*** Begin section ***

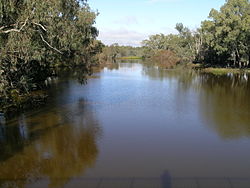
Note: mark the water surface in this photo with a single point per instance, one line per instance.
(131, 121)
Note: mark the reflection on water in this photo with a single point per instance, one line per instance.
(131, 120)
(224, 100)
(58, 144)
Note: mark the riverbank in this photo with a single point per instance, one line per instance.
(218, 70)
(128, 58)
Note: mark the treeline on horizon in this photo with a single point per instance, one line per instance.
(37, 37)
(223, 40)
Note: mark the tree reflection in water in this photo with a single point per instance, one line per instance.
(66, 146)
(223, 99)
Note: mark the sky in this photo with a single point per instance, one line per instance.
(128, 22)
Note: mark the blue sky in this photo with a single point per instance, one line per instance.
(128, 22)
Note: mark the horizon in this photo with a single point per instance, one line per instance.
(129, 22)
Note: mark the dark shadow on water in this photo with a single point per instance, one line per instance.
(166, 180)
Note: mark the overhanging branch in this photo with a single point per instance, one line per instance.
(50, 45)
(14, 30)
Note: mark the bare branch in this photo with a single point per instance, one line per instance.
(50, 45)
(14, 30)
(40, 25)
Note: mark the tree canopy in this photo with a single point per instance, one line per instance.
(38, 35)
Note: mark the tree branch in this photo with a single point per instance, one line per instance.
(50, 45)
(40, 25)
(14, 30)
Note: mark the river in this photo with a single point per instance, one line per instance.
(131, 121)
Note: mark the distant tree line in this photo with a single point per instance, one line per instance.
(111, 52)
(222, 40)
(36, 36)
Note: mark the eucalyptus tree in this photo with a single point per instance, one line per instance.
(227, 34)
(37, 35)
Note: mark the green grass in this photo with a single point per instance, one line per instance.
(130, 57)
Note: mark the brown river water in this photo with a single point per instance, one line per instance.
(133, 126)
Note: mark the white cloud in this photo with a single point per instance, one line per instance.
(122, 37)
(156, 1)
(128, 20)
(125, 37)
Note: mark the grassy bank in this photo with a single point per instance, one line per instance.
(129, 57)
(218, 70)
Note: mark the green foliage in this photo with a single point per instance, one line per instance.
(223, 40)
(227, 34)
(182, 44)
(114, 51)
(37, 35)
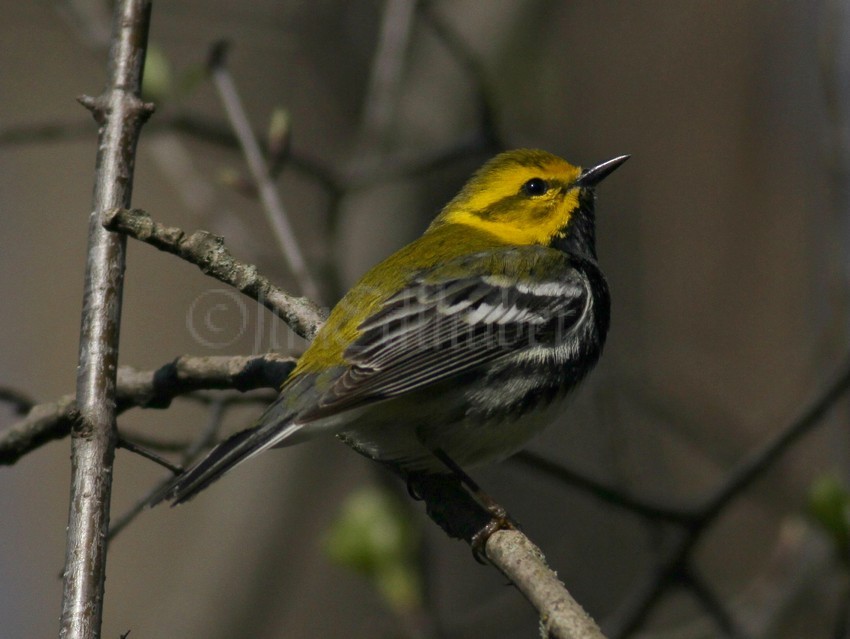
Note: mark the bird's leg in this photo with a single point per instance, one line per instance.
(499, 518)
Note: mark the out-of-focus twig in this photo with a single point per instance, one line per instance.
(269, 197)
(382, 92)
(18, 400)
(208, 253)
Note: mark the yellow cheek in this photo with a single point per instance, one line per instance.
(524, 228)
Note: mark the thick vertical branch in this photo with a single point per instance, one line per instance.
(120, 114)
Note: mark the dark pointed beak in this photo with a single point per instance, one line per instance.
(595, 174)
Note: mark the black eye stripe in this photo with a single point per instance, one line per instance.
(535, 186)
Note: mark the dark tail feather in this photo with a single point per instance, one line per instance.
(232, 451)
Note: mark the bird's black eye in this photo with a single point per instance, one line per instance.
(535, 186)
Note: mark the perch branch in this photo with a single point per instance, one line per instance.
(521, 561)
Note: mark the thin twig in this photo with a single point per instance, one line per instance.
(269, 197)
(537, 463)
(522, 562)
(208, 253)
(149, 389)
(132, 447)
(190, 454)
(120, 113)
(383, 89)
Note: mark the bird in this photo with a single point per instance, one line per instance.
(458, 348)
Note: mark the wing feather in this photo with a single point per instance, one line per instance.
(438, 327)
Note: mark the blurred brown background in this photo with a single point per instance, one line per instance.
(724, 241)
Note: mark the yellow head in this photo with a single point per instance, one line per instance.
(526, 197)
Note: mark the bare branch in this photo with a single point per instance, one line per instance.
(521, 561)
(148, 389)
(208, 253)
(269, 197)
(120, 114)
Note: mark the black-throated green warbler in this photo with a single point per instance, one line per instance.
(459, 342)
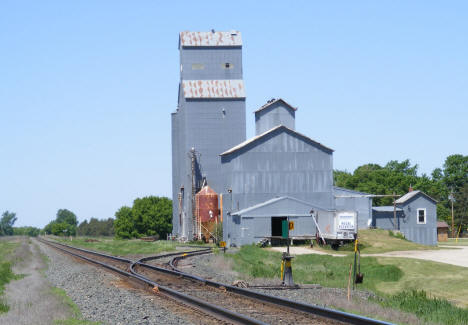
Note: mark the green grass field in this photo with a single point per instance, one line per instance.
(6, 274)
(120, 247)
(77, 317)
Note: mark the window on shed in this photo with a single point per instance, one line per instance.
(198, 66)
(421, 216)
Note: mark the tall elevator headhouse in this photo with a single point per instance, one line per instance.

*** End section ***

▶ [WHAT TO PRODUCE] Return the entries unchanged, save for the pictures, which do not belong in the copy.

▶ [TASK OUTPUT]
Note: mark the water surface in this photo with a single point per instance, one line per instance.
(131, 121)
Note: mark the reflection on water in this photo with a single point per instance, one line per instance.
(131, 120)
(224, 100)
(58, 144)
Note: mark the riverbank in this photo with a single point per instance, one line per instance.
(218, 70)
(128, 58)
Note: mark the treeline on horizon in this photo with a single point per instance, one line per instance.
(37, 37)
(223, 40)
Note: mark the tree reflection in water in this photo with a single point per instance, one line per instance.
(66, 146)
(223, 99)
Note: mark the sky in this photo with a single point per instance, one line per instance.
(128, 22)
Note: mark the blue sky in this photo with a single point per instance, one line per instance.
(128, 22)
Note: mark the horizon in this photo with a single point per instance, one line per instance.
(129, 22)
Note: mark the dark shadow on water in this photo with a single point per instance, one line per instance.
(166, 180)
Note: mark the overhanging branch in this photo with a single point per instance, one line per instance.
(50, 45)
(14, 30)
Note: mark the bare branch in this photo with a single point per instance, one line per instance.
(50, 45)
(14, 30)
(40, 25)
Note: mark the tree canopy in this photo with a single point per instance, one line per instance.
(38, 35)
Note: mark the tree branch in this photo with a single point per instance, one line per instance.
(50, 45)
(40, 25)
(14, 30)
Note: mark the river in this photo with a single point per instance, one line per instance.
(131, 121)
Note: mark the distant tree line in this photo with a single point per instance, one line per instance.
(111, 52)
(222, 40)
(36, 36)
Note: mark the eucalyptus tree in this photo with a single point per instance, one line per instance.
(227, 34)
(37, 35)
Note: mark the green grass in this photo with a single point per instance, one line per instance.
(130, 57)
Note: mark the brown river water in this photo with a single point per instance, one line per instance.
(133, 126)
Note: mark the white cloud in this photo with a single point per instance, one line per instance.
(122, 37)
(156, 1)
(128, 20)
(125, 37)
Note: mark the grassy bank in this photo with a single point per instance, one line per instance.
(129, 57)
(218, 70)
Note: mark the green foliage in this photo with a single point per instance, one line per instance.
(223, 40)
(227, 34)
(182, 44)
(114, 51)
(37, 35)
Note: mark the bird's leg in this photo with a single point per instance, one line per instance.
(499, 518)
Note: mark the out-of-focus twig in this photo with a single point per instance, one line per instance.
(269, 197)
(382, 92)
(18, 400)
(208, 253)
Note: mark the yellow cheek in this photo with a single point per instance, one line per instance.
(524, 228)
Note: mark the thick vertical branch in this photo with a single point per instance, one line per instance.
(120, 114)
Note: mark the dark pointed beak in this photo with a single point per instance, one line per instance.
(595, 174)
Note: mark the black eye stripe in this photo with a single point per instance, one line per instance.
(535, 186)
Note: mark the dark tail feather in this photo with a single point per instance, one line per instance.
(232, 451)
Note: mark the bird's black eye in this photo with a single point per instance, one line per instance.
(535, 186)
Note: mark the perch branch in this photo with a single point per instance, one line per instance.
(521, 561)
Note: mark the thin twig in this photo with a single point per instance, one line per instance.
(269, 197)
(537, 463)
(522, 562)
(208, 253)
(149, 389)
(132, 447)
(190, 454)
(120, 113)
(383, 89)
Note: mark the bird in this photo with a single point per instance, one line per instance.
(458, 348)
Note: mark the wing feather in this photo with a single point per instance, one line per instance.
(438, 327)
Note: mark the blurred brown background in this photo with a single point per instance, one line per instance.
(724, 241)
Note: mark the yellow head in this photo with a single point per instance, one line per instance.
(526, 197)
Note: mark the bare branch in this photo with a single point per instance, one line per instance.
(521, 561)
(148, 389)
(208, 253)
(269, 197)
(120, 114)
Note: mark the black-throated green warbler in this photo with a single point per instance, one line per instance.
(459, 342)
Note: mark the green grass field in this photo with a single point per instance, one line per instance.
(6, 274)
(120, 247)
(77, 317)
Note: mark the window on shed in this photo with a single point per instance, one line per instance.
(198, 66)
(421, 216)
Note: mark the tall elevator headhouse in this photo with a single point per instance, one line per instance.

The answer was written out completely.